| Exercise |
Where the string "cloud" shows up in a line of the records, copy that line.

(Information provided)

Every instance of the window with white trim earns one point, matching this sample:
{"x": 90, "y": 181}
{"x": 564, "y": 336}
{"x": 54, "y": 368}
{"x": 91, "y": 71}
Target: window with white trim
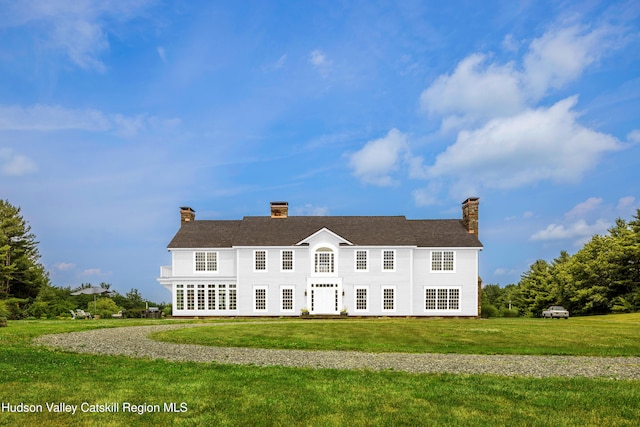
{"x": 442, "y": 299}
{"x": 222, "y": 297}
{"x": 211, "y": 295}
{"x": 206, "y": 261}
{"x": 179, "y": 297}
{"x": 287, "y": 260}
{"x": 362, "y": 261}
{"x": 286, "y": 298}
{"x": 233, "y": 297}
{"x": 442, "y": 261}
{"x": 324, "y": 262}
{"x": 260, "y": 260}
{"x": 362, "y": 300}
{"x": 388, "y": 298}
{"x": 190, "y": 297}
{"x": 260, "y": 298}
{"x": 200, "y": 297}
{"x": 388, "y": 260}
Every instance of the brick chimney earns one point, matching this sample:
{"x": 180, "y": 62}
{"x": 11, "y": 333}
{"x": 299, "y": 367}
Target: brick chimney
{"x": 187, "y": 214}
{"x": 470, "y": 214}
{"x": 279, "y": 209}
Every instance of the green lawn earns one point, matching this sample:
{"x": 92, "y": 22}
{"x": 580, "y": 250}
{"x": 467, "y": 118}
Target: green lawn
{"x": 247, "y": 395}
{"x": 582, "y": 336}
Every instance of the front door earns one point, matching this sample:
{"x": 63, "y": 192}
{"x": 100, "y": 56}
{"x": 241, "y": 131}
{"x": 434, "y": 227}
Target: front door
{"x": 325, "y": 298}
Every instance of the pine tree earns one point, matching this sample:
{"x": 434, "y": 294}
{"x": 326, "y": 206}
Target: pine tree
{"x": 21, "y": 275}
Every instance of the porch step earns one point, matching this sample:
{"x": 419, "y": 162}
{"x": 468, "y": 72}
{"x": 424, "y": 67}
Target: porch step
{"x": 323, "y": 316}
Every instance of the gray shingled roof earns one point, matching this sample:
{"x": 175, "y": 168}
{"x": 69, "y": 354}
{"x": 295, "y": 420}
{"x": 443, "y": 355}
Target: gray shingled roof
{"x": 359, "y": 230}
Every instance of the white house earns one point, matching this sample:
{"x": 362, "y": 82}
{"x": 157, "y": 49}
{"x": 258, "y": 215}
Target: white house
{"x": 279, "y": 265}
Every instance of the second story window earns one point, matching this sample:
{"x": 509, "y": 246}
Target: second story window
{"x": 361, "y": 261}
{"x": 442, "y": 261}
{"x": 260, "y": 260}
{"x": 388, "y": 260}
{"x": 206, "y": 261}
{"x": 324, "y": 261}
{"x": 287, "y": 260}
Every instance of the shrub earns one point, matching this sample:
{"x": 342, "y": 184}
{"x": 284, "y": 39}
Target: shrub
{"x": 135, "y": 313}
{"x": 104, "y": 307}
{"x": 489, "y": 310}
{"x": 3, "y": 314}
{"x": 167, "y": 310}
{"x": 505, "y": 312}
{"x": 14, "y": 308}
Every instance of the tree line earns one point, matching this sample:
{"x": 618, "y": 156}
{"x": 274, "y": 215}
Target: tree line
{"x": 602, "y": 277}
{"x": 25, "y": 287}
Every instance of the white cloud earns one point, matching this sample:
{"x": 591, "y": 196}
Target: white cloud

(End Information provided)

| Output below |
Every instance of the white cloud earns one point, matching this sample:
Target: white cloud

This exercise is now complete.